» Material for this task:
- - - - - - -
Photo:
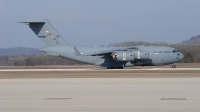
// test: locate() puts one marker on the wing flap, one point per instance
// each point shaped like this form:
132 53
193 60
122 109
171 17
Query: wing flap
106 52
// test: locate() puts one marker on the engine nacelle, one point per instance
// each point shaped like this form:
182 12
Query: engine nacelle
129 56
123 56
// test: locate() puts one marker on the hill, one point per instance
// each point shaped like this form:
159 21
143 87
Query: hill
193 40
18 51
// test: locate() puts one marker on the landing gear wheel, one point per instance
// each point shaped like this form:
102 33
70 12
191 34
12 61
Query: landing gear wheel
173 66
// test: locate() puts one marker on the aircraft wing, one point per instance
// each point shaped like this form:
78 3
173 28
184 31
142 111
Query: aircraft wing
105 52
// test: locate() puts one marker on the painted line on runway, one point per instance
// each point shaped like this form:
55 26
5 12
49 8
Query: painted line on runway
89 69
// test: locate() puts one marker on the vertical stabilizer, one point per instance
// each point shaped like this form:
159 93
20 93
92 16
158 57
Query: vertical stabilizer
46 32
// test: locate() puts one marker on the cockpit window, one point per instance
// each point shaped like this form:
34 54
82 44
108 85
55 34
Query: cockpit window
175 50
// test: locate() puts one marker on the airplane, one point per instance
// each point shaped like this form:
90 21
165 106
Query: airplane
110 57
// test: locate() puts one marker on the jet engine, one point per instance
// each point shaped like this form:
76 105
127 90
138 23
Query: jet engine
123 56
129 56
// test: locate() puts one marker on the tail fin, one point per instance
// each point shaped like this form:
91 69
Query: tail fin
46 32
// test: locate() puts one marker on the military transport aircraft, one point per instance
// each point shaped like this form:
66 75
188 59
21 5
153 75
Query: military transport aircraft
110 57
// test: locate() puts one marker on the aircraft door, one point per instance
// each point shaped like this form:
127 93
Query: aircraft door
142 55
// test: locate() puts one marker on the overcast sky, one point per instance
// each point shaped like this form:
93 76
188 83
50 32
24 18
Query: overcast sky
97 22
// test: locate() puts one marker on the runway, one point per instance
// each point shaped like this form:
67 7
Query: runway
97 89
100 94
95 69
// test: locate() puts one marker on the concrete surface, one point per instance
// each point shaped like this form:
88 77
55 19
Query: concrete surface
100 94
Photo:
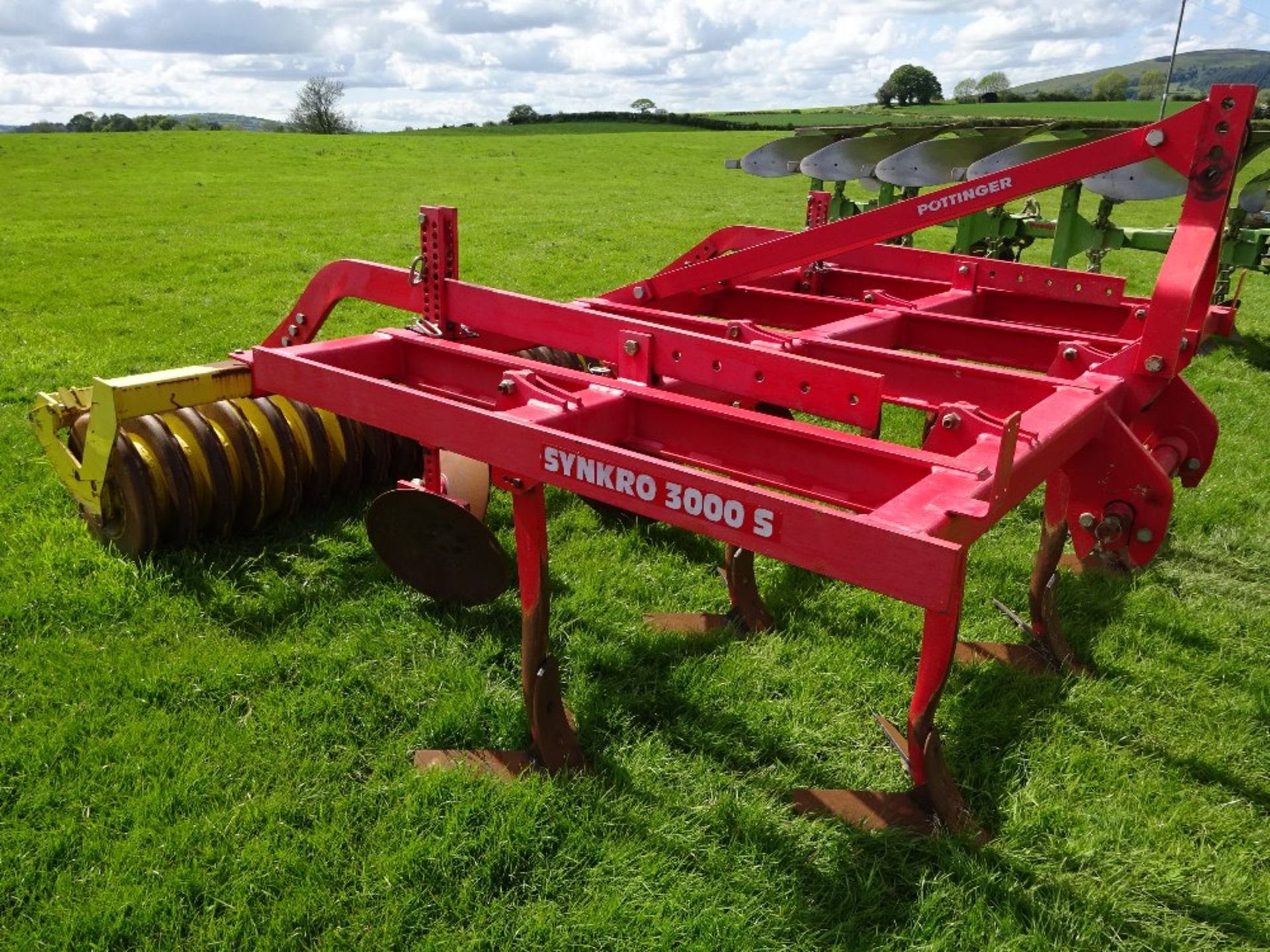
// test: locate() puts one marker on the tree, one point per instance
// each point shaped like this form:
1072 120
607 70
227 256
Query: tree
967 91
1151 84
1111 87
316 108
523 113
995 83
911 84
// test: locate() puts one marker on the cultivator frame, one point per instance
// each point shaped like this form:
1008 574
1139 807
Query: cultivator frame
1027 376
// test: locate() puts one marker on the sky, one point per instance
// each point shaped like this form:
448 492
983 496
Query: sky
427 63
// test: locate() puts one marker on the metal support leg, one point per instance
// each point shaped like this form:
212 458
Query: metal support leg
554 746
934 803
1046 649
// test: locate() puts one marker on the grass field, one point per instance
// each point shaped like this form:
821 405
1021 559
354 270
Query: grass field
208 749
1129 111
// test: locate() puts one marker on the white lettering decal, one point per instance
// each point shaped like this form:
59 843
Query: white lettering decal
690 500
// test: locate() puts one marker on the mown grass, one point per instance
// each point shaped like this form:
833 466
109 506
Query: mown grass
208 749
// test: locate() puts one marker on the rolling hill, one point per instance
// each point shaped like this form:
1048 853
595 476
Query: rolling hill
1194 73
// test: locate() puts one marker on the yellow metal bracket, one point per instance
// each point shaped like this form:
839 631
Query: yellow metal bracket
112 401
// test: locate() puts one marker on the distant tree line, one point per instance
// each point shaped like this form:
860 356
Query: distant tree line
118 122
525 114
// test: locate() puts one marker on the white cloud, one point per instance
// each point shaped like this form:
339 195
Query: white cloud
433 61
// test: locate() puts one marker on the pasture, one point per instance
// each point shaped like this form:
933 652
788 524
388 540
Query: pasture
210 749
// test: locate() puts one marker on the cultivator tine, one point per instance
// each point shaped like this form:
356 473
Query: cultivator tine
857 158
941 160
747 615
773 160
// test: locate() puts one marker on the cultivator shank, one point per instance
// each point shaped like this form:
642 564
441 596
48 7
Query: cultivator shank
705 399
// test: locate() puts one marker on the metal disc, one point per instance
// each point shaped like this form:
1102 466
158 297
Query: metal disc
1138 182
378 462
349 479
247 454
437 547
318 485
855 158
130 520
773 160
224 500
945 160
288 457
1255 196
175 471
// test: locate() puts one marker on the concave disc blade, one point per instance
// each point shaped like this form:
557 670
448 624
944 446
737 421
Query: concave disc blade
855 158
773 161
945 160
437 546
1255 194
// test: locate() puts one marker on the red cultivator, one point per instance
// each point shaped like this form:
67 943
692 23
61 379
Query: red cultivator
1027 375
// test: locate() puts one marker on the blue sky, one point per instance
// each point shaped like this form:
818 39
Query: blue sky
- - - - - - -
» Directions:
Return all records verbatim and drop the pictures.

» Exercise answer:
Photo:
// test: locate() puts one marker on the wing flap, one point per instance
// each point shaped like this form:
132 53
193 60
122 109
171 17
Query: wing flap
106 52
// test: locate() puts one marker on the engine nacelle, one point per instance
// each point shaped like this form:
182 12
Query: engine nacelle
129 56
123 56
// test: locate() puts one marker on the hill, one point per instance
// each point shaped like this form:
159 21
143 87
Query: hill
193 40
18 51
// test: locate() puts one marker on the landing gear wheel, one point per instance
// each point shaped like this form:
102 33
70 12
191 34
12 61
Query: landing gear wheel
173 66
// test: locate() puts one marker on the aircraft wing, one point per instance
// each point shaped like this form:
78 3
173 28
184 31
142 111
Query: aircraft wing
105 52
// test: locate() puts one marker on the painted line on runway, one point per instance
// each point shaped like this form:
55 26
5 12
49 8
Query: painted line on runway
89 69
// test: locate() puts one marker on the vertical stabilizer, one point per instance
// each point shaped like this form:
159 93
20 93
92 16
158 57
Query: vertical stabilizer
46 32
// test: locate() puts one marker on the cockpit window, one point per instance
// each point shaped like this form:
34 54
82 44
108 85
55 34
Query: cockpit window
175 50
// test: locate() puts one marker on the airplane, one point per instance
// each point shaped like this form:
90 21
165 106
Query: airplane
110 57
// test: locate() puts one marker on the jet engine, one point per instance
// each point shaped like this form:
76 105
127 90
138 23
Query: jet engine
123 56
129 56
// test: locate() puts one marker on the tail fin, one point per instance
// each point shaped like this form:
91 69
Query: tail fin
46 32
// test: locate() puts one marker on the military transport aircraft, one point per instance
// each point shaped like this form:
66 75
188 59
21 5
153 75
Query: military transport aircraft
110 57
// test: locate() puts one marker on the aircraft door, one point per instance
// each point shaped like this form:
127 93
Query: aircraft door
142 55
// test: locate() puts one marker on the overcast sky, one point per instance
// each point shaped like this form:
93 76
188 83
50 32
24 18
Query: overcast sky
97 22
// test: locate() puts one marker on the runway, one point per instance
// each point shaped like this form:
67 7
Query: runway
97 89
100 94
95 69
// test: locate() puts one marker on the concrete surface, one point per instance
// each point shaped like this form:
88 77
55 19
Query: concrete surface
100 94
Photo:
// test: locate() puts one marker on the tree, one point per instance
// each point shaped like this form:
1072 120
607 70
227 256
Query: tree
967 91
1151 84
1111 87
316 108
523 113
995 83
911 84
// test: locate() puts one marker on the cultivator frame, one point per instance
// each point shaped like this form:
1008 574
1139 807
Query: cultivator frame
1027 376
// test: locate() puts one marker on the sky, one point per instance
// each point shaped like this form:
448 492
983 496
Query: sky
427 63
// test: locate() puts one marker on the metal support leg, one point per instance
// each point shaped like this form:
212 458
Query: metal support leg
554 746
934 803
1046 649
// test: locate() puts one marker on the grass field, one point per instance
// each point shaped like this form:
821 405
1021 559
354 270
Query: grass field
208 749
1129 111
// test: locate() puts one marker on the white lettering decal, one point per instance
// each point shaped like this form:
59 843
Query: white lettering decal
690 500
// test: locate() puts one marker on the mown grass, one point per instance
// each point shaped like this form:
833 466
109 506
Query: mown grass
208 749
// test: locate() puts one marker on the rolling hill, one point per instance
// each point shaped like this form:
1048 853
595 476
Query: rolling hill
1194 73
// test: locate() puts one marker on the yellow metal bracket, one point per instance
// each point shaped like this form:
839 631
Query: yellow metal bracket
112 401
// test: locate() puts one marker on the distant tree line, one point per instance
// each point shaped like this form:
860 356
Query: distant tree line
118 122
525 114
// test: locate() puts one marker on the white cloud, one point per instance
// each point shaped like this form:
339 195
Query: white cloud
433 61
// test: locate() puts one marker on the pasture, one point per instance
// each point shaped like this form:
933 652
788 524
388 540
Query: pasture
210 749
// test: locate() puts one marker on the cultivator tine, one point per instance
// each point shaped like this form:
356 473
Query: cultivator tine
857 158
941 160
747 615
773 160
// test: locate() puts one marker on the cultivator shank, one point per instance
// each point shaped like this form:
642 564
441 596
48 7
Query: cultivator shank
705 399
// test: locate() puts one marker on the metal disc, one point per instance
// each point shaped like this form:
1102 466
158 297
Query: metal disc
1138 182
378 462
349 479
247 454
437 547
318 485
855 158
130 520
773 160
224 500
945 160
288 457
1255 196
175 471
// test: locate() puts one marker on the concave disc blade, one point per instance
// each point shaped like this form:
557 670
448 624
944 446
737 421
Query: concave disc blade
855 158
773 161
945 160
437 546
1255 194
// test: locate() puts one marker on the red cultivator, one point per instance
// each point shaped like this form:
67 943
692 23
61 379
Query: red cultivator
1027 375
// test: locate() puts one marker on the blue sky, one point per instance
// each point shaped like this form:
818 39
Query: blue sky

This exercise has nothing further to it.